DOCUMENT PASSAGE:
################

- Active: 1911–
- Country: Ottoman Empire
- Type: Corps
- Garrison/HQ: Harbiye, Constantinople
- Patron: Sultans of the Ottoman Empire
- Engagements: Gallipoli Campaign (World War I)

= I Corps (Ottoman Empire) =

The I Corps of the Ottoman Empire (Turkish: 1 nci Kolordu or Birinci Kolordu) was one of the corps of the Ottoman Army consisting of ethnic Albanians. It was formed in the early 20th century during Ottoman military reforms.

== Formation ==

=== Order of Battle, 1911 ===
With further reorganization of the Ottoman Army, to include the creation of corps-level headquarters, by 1911 the I Corps was headquartered in Harbiye. Before the First Balkan War in 1911, the corps was structured as such:

- I Corps, Harbiye, Constantinople (Ferik Zeki Pasha)
  - 1st Infantry Division, Harbiye, Constantinople
    - 1st Infantry Regiment, Harbiye, Constantinople
    - 2nd Infantry Regiment, Bakırköy, Constantinople
    - 3rd Infantry Regiment, İşkodra
    - 1st Rifle Battalion, Taksim, Constantinople
    - 1st Field Artillery Regiment, Taksim, Constantinople
    - 1st Division Band, Harbiye, Constantinople
  - 2nd Infantry Division, Selimiye, Constantinople (Mirliva Prens Aziz Pasha)

################

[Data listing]
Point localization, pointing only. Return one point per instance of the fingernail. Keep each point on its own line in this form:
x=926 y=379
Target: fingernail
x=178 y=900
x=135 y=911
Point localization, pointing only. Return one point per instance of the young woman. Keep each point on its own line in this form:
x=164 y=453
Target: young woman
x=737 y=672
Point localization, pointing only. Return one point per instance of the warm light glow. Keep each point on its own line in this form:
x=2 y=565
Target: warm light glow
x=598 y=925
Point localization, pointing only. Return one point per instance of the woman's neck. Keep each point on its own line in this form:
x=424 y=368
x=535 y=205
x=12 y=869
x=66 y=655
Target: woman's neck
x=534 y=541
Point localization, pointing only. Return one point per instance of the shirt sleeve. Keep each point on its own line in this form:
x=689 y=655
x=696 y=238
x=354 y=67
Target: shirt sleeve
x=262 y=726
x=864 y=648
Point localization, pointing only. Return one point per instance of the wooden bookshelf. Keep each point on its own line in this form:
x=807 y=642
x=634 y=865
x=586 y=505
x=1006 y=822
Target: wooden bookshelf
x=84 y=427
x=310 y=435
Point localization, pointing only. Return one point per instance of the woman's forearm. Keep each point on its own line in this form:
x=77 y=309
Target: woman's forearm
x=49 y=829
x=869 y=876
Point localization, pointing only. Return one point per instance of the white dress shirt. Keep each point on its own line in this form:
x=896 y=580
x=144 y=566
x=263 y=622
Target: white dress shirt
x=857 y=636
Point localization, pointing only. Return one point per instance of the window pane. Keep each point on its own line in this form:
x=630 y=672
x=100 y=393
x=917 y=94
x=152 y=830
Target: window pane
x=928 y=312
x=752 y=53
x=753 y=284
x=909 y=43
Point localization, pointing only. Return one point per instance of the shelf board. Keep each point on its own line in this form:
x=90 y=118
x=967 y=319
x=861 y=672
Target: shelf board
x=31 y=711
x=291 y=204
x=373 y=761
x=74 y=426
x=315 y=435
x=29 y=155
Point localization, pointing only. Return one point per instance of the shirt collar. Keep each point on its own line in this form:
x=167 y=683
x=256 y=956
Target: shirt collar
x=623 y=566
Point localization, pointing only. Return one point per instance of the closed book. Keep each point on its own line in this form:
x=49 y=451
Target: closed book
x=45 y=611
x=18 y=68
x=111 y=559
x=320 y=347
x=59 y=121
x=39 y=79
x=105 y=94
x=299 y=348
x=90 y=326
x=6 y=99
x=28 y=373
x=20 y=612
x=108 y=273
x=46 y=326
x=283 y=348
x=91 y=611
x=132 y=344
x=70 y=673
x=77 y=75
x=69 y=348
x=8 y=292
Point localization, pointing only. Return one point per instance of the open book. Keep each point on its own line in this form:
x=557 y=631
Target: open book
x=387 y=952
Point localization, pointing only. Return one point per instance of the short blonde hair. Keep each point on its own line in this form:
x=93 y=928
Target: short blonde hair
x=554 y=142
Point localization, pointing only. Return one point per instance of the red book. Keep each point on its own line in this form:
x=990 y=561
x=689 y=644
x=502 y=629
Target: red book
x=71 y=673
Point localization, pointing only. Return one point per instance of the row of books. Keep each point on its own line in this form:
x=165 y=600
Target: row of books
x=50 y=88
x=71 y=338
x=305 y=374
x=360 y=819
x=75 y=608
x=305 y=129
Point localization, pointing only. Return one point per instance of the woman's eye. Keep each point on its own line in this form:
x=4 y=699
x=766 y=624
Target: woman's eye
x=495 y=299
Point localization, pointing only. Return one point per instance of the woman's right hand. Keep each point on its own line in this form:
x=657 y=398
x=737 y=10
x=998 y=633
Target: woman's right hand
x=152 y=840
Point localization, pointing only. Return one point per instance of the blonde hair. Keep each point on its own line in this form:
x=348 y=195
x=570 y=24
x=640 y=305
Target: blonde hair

################

Reproduce the passage on the Ottoman I Corps word for word, from start to finish.

FINISHED TASK:
- Active: 1911–
- Country: Ottoman Empire
- Type: Corps
- Garrison/HQ: Harbiye, Constantinople
- Patron: Sultans of the Ottoman Empire
- Engagements: Gallipoli Campaign (World War I)

= I Corps (Ottoman Empire) =

The I Corps of the Ottoman Empire (Turkish: 1 nci Kolordu or Birinci Kolordu) was one of the corps of the Ottoman Army consisting of ethnic Albanians. It was formed in the early 20th century during Ottoman military reforms.

== Formation ==

=== Order of Battle, 1911 ===
With further reorganization of the Ottoman Army, to include the creation of corps-level headquarters, by 1911 the I Corps was headquartered in Harbiye. Before the First Balkan War in 1911, the corps was structured as such:

- I Corps, Harbiye, Constantinople (Ferik Zeki Pasha)
  - 1st Infantry Division, Harbiye, Constantinople
    - 1st Infantry Regiment, Harbiye, Constantinople
    - 2nd Infantry Regiment, Bakırköy, Constantinople
    - 3rd Infantry Regiment, İşkodra
    - 1st Rifle Battalion, Taksim, Constantinople
    - 1st Field Artillery Regiment, Taksim, Constantinople
    - 1st Division Band, Harbiye, Constantinople
  - 2nd Infantry Division, Selimiye, Constantinople (Mirliva Prens Aziz Pasha)